**DIRECTIONS FOR THIS TASK:** Convert the material below into a Markdown table with the columns Row and Line. Give each nonblank line its own row, numbered in order, and leave out the blank lines.

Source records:
++++++++
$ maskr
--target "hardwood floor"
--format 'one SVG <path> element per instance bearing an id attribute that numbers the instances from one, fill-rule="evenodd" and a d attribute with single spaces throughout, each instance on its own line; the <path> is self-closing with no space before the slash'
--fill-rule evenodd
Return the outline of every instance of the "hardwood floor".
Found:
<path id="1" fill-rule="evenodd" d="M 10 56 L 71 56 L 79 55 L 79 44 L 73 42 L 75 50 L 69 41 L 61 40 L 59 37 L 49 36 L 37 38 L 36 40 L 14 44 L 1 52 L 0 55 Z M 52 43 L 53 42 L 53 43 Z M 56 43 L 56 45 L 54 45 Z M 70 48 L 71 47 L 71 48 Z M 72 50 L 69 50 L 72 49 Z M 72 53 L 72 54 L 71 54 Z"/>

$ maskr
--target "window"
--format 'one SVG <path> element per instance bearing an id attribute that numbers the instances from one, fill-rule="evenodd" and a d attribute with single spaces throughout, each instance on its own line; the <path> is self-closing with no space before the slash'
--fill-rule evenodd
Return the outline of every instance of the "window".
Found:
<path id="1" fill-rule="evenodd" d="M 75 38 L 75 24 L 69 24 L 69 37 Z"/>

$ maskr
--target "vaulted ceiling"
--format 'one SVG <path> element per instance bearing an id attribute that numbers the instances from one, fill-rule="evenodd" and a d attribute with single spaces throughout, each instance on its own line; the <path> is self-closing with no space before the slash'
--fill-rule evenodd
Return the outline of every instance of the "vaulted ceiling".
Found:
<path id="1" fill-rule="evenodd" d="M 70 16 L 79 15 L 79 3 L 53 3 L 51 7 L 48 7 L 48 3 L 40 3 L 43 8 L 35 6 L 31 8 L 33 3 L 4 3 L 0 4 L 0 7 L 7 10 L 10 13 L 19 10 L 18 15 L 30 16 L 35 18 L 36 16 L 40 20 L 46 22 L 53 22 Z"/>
++++++++
**RESULT OF THE TASK:**
| Row | Line |
|---|---|
| 1 | $ maskr |
| 2 | --target "hardwood floor" |
| 3 | --format 'one SVG <path> element per instance bearing an id attribute that numbers the instances from one, fill-rule="evenodd" and a d attribute with single spaces throughout, each instance on its own line; the <path> is self-closing with no space before the slash' |
| 4 | --fill-rule evenodd |
| 5 | Return the outline of every instance of the "hardwood floor". |
| 6 | Found: |
| 7 | <path id="1" fill-rule="evenodd" d="M 10 56 L 71 56 L 79 55 L 79 44 L 73 42 L 75 50 L 69 41 L 61 40 L 59 37 L 49 36 L 37 38 L 36 40 L 14 44 L 1 52 L 0 55 Z M 52 43 L 53 42 L 53 43 Z M 56 43 L 56 45 L 54 45 Z M 70 48 L 71 47 L 71 48 Z M 72 50 L 69 50 L 72 49 Z M 72 53 L 72 54 L 71 54 Z"/> |
| 8 | $ maskr |
| 9 | --target "window" |
| 10 | --format 'one SVG <path> element per instance bearing an id attribute that numbers the instances from one, fill-rule="evenodd" and a d attribute with single spaces throughout, each instance on its own line; the <path> is self-closing with no space before the slash' |
| 11 | --fill-rule evenodd |
| 12 | Return the outline of every instance of the "window". |
| 13 | Found: |
| 14 | <path id="1" fill-rule="evenodd" d="M 75 38 L 75 24 L 69 24 L 69 37 Z"/> |
| 15 | $ maskr |
| 16 | --target "vaulted ceiling" |
| 17 | --format 'one SVG <path> element per instance bearing an id attribute that numbers the instances from one, fill-rule="evenodd" and a d attribute with single spaces throughout, each instance on its own line; the <path> is self-closing with no space before the slash' |
| 18 | --fill-rule evenodd |
| 19 | Return the outline of every instance of the "vaulted ceiling". |
| 20 | Found: |
| 21 | <path id="1" fill-rule="evenodd" d="M 70 16 L 79 15 L 79 3 L 53 3 L 51 7 L 48 7 L 48 3 L 40 3 L 43 8 L 35 6 L 31 8 L 33 3 L 4 3 L 0 4 L 0 7 L 7 10 L 10 13 L 19 10 L 18 15 L 30 16 L 35 18 L 36 16 L 40 20 L 46 22 L 53 22 Z"/> |